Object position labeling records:
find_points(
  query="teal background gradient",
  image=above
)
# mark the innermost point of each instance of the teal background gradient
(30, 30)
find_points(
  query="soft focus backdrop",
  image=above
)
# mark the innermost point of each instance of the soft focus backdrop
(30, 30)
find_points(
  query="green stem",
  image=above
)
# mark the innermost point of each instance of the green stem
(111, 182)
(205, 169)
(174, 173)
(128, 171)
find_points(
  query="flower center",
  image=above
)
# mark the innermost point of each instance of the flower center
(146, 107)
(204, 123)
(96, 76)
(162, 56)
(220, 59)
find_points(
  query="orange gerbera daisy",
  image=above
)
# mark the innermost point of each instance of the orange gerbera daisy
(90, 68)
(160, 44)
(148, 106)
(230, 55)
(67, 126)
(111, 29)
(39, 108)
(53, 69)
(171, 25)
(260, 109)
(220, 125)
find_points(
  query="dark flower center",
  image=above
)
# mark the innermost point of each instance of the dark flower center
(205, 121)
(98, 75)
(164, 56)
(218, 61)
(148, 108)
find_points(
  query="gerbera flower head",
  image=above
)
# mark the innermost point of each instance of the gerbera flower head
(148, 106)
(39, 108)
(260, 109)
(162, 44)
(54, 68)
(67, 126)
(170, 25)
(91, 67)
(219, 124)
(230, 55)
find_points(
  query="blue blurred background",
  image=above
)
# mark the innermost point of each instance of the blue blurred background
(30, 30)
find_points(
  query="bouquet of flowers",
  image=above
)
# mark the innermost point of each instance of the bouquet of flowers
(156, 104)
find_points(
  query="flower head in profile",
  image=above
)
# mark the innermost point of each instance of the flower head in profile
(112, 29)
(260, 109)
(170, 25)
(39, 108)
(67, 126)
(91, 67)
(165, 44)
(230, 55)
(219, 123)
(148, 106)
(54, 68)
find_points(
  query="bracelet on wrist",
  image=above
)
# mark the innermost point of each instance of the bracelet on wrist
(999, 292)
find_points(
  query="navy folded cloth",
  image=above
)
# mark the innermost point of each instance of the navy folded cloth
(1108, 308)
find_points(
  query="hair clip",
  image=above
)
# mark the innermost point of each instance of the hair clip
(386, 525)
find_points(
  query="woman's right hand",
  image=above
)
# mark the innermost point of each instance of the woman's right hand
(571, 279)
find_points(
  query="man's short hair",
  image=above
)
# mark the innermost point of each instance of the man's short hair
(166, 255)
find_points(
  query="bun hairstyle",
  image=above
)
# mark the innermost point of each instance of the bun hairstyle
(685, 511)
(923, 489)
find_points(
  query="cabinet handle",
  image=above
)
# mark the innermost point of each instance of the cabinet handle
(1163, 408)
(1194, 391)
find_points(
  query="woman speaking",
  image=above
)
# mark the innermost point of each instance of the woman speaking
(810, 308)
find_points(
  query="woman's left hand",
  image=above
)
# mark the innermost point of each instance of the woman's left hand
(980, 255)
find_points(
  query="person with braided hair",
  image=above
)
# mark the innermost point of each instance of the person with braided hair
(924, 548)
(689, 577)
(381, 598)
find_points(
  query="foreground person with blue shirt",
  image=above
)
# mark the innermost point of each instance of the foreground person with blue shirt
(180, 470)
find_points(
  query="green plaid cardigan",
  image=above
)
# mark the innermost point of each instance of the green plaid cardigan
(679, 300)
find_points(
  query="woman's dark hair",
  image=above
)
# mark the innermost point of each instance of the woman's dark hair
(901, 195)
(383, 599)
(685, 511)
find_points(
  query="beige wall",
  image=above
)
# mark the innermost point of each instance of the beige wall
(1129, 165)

EXERCISE TASK — Return each line in the records above that contains the word "daisy". Treat uppercase and lowercase letters as different.

EXERCISE RESULT —
  query="orange gerbera daisy",
# mark the innermost point of each instance of the orange gerbera daisy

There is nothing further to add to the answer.